[Start TEXT PROVIDED]

Many Internet users use blogs, groups, and forums for knowledge sharing purposes. For this reason, attackers often focus on groups, forums, and blogs to find information about a target organization and its people. Organizations generally fail to monitor the exchange of information that employees reveal to other users in forums, blogs, and group discussions. Attackers see this as an advantage and collect sensitive information about the target, such as public network information, system information, and employee personal information. Attackers can register with fake profiles in Google groups, Yahoo groups, and so on. They try to join the target organization’s employee groups, where they can obtain personal and company information. Attackers can also search for information in groups, forums, and blogs by Fully Qualified Domain Names (FQDNs), IP addresses, and usernames. Employee information that an attacker can gather from groups, forums, and blogs may include full name of the employee; place of work and residence; home telephone, cell number, or office number; personal and organizational email address; pictures of the employee residence or work location that include identifiable information; and pictures of employee awards and rewards or upcoming goals.
Usenet newsgroup is a repository containing a collection of notes or messages on various subjects and topics that are submitted by the users over the Internet. Network News Transfer Protocol (NNTP) is used to relay Usenet news articles from the discussions over the newsgroup. Usenet newsgroups can be a useful source of valuable information about the target. People seek help by posting questions and asking for a solution on Usenet newsgroups. Many professionals use the newsgroups to resolve their technical issues by posting questions on Usenet. To obtain solutions for these issues, sometimes they post more detailed information about the target than needed. Attackers can search Usenet newsgroups or mailing lists such as Newshosting, Eweka, and Supernews to find valuable information about the operating systems, software, web servers, etc., used by the target organization.
Website footprinting refers to monitoring and analysing a target organization’s website for information. An attacker can build a detailed map of a website’s structure and architecture without triggering the IDS or arousing(引起) the suspicion of any system administrator. Attackers use sophisticated footprinting tools or the basic tools that come with the operating system, such as Telnet, or a browser. The Netcraft tool can gather website information such as IP address, registered name and address of the domain owner, domain name, host of the site, and OS details. However, the tool may not give all these details for every site. In such cases, the attacker can browse the target website. Browsing the target website will typically provide the following information:
An attacker can easily find the software and version in use on an off-the-shelf(现成的) software-based website.

[End TEXT PROVIDED]
[Start RECORD SET]

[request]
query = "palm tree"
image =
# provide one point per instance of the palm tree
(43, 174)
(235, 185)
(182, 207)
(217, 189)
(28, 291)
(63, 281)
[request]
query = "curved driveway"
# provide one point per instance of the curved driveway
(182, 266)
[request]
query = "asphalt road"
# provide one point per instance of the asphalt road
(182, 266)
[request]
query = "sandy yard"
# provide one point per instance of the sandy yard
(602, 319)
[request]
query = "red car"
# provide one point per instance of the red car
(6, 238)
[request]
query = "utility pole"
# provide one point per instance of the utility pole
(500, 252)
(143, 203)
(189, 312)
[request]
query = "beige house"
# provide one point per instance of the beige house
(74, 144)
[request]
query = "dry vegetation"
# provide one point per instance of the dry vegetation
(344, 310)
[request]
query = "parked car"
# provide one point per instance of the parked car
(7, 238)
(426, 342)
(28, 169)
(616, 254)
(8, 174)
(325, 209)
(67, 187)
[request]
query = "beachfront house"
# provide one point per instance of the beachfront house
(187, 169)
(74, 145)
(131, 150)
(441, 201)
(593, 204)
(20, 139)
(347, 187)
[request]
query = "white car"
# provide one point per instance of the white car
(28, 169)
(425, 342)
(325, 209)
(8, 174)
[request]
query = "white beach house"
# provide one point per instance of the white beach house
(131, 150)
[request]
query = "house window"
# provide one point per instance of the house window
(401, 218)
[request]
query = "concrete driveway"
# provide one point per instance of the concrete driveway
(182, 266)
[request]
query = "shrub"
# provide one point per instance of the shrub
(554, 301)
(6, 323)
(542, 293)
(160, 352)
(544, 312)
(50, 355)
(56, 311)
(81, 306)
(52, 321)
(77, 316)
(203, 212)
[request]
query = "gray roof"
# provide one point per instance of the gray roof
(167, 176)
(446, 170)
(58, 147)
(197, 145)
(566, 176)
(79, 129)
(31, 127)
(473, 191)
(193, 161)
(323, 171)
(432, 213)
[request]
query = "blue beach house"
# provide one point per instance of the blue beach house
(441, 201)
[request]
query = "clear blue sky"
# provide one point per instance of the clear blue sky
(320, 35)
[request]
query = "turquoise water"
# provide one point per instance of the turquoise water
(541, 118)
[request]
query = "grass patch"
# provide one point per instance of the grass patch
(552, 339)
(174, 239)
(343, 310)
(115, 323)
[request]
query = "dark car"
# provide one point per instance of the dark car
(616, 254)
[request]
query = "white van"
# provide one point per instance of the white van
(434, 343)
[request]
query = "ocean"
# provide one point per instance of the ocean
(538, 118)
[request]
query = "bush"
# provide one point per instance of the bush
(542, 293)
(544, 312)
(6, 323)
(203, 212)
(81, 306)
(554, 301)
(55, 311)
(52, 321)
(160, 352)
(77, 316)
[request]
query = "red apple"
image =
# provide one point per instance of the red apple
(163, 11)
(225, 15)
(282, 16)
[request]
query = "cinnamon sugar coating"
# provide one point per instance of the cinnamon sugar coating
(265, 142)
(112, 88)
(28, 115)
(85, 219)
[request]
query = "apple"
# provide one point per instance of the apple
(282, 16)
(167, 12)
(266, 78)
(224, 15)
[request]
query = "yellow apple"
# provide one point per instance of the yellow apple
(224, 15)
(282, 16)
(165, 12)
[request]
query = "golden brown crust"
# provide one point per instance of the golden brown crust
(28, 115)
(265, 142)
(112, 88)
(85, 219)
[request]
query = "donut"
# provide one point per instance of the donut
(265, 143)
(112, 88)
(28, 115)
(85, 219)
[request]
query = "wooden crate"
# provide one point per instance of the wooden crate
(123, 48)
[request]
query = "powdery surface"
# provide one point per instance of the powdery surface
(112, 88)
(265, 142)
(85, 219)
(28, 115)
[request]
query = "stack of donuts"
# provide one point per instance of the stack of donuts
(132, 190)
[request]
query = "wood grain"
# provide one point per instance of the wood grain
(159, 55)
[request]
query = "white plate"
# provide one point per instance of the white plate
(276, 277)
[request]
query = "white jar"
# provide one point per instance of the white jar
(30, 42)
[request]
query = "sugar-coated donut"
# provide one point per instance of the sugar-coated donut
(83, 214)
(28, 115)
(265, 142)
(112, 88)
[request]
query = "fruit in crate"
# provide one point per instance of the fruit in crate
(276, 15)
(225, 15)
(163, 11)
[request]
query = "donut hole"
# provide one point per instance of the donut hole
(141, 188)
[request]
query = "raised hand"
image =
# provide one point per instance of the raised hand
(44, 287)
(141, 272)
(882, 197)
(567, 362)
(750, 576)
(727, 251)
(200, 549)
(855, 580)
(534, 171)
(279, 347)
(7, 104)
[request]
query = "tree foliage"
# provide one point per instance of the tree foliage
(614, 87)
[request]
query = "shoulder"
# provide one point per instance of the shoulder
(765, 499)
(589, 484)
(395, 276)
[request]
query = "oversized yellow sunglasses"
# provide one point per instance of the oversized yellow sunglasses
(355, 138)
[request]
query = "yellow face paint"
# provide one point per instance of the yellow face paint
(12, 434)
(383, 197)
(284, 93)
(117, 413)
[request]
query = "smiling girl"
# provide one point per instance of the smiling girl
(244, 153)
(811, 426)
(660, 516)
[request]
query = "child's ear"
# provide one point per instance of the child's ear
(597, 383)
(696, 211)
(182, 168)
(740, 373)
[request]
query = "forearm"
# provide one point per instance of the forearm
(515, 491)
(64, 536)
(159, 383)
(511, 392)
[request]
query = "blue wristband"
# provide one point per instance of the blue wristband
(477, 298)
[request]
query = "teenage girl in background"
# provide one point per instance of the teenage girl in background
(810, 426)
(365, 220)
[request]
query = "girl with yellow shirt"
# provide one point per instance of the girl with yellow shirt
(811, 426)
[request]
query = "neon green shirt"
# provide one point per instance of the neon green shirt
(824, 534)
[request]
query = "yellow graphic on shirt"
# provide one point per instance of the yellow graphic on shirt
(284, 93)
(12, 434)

[End RECORD SET]

## [WORK TO COMPLETE]
• 1. From the footprinting text, extract the passage starting at "Usenet newsgroup is" and ending at "the target organization.", word for word.
• 2. List every type of website information that the footprinting text says the Netcraft tool can gather.

## [THE SOLUTIONS]
• 1.
Usenet newsgroup is a repository containing a collection of notes or messages on various subjects and topics that are submitted by the users over the Internet. Network News Transfer Protocol (NNTP) is used to relay Usenet news articles from the discussions over the newsgroup. Usenet newsgroups can be a useful source of valuable information about the target. People seek help by posting questions and asking for a solution on Usenet newsgroups. Many professionals use the newsgroups to resolve their technical issues by posting questions on Usenet. To obtain solutions for these issues, sometimes they post more detailed information about the target than needed. Attackers can search Usenet newsgroups or mailing lists such as Newshosting, Eweka, and Supernews to find valuable information about the operating systems, software, web servers, etc., used by the target organization.

• 2.
- IP address
- Registered name and address of the domain owner
- Domain name
- Host of the site
- OS details